# DATA

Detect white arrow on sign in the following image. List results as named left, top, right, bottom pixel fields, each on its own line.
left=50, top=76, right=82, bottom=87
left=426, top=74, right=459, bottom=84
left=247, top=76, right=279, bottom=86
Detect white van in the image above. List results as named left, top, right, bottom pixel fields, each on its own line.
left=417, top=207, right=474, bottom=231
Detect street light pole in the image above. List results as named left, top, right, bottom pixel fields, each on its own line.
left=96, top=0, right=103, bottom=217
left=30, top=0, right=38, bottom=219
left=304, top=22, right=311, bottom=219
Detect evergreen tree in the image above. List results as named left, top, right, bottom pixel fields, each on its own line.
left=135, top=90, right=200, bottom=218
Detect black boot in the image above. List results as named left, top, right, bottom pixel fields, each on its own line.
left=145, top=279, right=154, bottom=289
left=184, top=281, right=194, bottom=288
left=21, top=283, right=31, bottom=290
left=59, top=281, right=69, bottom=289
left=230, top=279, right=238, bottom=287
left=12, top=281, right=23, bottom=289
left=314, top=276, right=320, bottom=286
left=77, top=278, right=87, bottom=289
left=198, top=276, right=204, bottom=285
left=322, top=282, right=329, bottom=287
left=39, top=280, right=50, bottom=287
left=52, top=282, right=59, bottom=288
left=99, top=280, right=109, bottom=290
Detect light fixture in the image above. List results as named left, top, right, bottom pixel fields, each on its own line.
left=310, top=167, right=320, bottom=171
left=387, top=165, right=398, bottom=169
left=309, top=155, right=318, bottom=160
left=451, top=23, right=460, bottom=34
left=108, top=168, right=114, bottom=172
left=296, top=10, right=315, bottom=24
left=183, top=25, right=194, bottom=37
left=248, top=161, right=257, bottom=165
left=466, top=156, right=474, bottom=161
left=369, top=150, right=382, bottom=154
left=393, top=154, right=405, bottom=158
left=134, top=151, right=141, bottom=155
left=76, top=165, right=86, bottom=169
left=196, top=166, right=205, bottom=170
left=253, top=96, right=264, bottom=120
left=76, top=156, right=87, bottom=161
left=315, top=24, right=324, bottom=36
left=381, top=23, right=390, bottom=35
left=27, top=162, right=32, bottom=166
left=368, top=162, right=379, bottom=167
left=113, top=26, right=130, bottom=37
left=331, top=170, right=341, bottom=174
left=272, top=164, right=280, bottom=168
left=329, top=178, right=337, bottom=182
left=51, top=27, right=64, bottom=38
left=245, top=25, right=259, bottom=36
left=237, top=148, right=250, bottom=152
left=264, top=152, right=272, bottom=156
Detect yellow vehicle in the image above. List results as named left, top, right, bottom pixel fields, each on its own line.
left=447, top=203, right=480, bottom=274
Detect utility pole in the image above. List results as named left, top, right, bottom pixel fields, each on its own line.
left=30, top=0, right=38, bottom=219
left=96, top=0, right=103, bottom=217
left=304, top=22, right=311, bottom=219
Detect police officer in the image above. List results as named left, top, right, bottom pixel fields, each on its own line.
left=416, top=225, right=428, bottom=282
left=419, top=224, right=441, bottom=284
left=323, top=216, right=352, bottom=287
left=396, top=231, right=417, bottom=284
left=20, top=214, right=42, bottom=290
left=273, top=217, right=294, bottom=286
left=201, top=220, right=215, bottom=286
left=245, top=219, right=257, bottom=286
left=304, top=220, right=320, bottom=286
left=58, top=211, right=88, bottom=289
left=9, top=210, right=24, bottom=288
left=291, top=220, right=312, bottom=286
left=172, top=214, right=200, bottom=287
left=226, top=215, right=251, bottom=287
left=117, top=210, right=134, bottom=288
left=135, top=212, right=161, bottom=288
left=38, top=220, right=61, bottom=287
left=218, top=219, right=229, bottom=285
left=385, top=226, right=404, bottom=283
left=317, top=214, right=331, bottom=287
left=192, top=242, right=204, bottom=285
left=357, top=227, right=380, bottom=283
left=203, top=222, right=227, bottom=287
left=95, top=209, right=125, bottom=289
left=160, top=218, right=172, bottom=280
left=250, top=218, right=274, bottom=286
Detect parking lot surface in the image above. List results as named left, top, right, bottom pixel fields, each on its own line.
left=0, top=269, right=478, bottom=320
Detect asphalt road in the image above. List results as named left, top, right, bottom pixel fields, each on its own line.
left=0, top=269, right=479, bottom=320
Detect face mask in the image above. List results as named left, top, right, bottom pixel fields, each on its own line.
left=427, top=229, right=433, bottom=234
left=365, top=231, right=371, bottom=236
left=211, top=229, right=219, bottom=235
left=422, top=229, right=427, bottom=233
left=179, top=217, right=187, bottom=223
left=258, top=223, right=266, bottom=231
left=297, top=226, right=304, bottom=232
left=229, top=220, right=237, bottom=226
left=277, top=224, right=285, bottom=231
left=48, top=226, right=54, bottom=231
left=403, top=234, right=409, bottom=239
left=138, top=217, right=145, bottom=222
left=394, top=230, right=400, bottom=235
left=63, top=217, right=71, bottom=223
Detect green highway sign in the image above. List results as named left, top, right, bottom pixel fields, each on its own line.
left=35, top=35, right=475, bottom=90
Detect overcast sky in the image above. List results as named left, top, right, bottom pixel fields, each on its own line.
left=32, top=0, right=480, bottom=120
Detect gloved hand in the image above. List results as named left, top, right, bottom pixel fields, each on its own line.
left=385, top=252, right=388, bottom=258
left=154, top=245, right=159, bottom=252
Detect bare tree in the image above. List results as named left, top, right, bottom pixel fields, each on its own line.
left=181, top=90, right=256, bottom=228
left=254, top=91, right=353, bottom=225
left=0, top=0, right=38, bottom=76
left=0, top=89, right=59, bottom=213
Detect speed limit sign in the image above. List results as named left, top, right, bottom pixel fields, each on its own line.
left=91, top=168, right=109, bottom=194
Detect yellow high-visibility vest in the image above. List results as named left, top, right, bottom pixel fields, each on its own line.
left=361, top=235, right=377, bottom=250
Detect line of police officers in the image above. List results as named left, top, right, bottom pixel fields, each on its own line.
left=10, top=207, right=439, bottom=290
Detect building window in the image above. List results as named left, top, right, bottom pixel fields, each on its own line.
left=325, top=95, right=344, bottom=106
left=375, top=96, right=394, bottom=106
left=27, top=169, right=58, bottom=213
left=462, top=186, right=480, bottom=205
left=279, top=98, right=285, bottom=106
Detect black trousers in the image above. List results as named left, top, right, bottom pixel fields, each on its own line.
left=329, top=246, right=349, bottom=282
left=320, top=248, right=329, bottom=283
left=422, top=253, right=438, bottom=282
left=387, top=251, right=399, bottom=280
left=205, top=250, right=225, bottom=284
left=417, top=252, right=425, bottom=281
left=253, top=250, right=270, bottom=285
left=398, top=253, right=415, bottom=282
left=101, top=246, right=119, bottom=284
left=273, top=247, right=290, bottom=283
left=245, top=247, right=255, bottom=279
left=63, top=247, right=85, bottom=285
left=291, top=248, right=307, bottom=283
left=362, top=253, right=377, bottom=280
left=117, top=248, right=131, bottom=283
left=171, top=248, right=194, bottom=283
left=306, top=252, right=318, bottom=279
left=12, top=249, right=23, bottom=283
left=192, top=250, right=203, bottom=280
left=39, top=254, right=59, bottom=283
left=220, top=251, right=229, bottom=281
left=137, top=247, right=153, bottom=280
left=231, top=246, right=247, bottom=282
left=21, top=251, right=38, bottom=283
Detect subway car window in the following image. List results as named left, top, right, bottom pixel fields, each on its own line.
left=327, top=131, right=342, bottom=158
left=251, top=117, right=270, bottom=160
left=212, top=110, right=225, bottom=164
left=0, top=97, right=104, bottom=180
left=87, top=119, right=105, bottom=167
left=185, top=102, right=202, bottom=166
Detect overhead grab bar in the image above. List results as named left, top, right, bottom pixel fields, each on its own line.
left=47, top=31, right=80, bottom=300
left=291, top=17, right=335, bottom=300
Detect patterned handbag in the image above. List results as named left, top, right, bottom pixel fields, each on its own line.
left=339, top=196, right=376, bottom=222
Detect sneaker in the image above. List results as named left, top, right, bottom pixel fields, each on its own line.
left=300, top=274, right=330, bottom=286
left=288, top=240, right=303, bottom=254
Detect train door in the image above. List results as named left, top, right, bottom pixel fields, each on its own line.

# TASK BRIEF
Write out precisely the lines from the one holding "Detect sneaker in" through the end of the material, including both of those ends.

# TASK ANSWER
Detect sneaker in the image above. List results as named left, top, right, bottom pixel fields, each on its own line.
left=300, top=274, right=330, bottom=286
left=288, top=240, right=303, bottom=254
Detect train door in the image above. List results as named left, top, right, bottom pixel fields, each on its own line.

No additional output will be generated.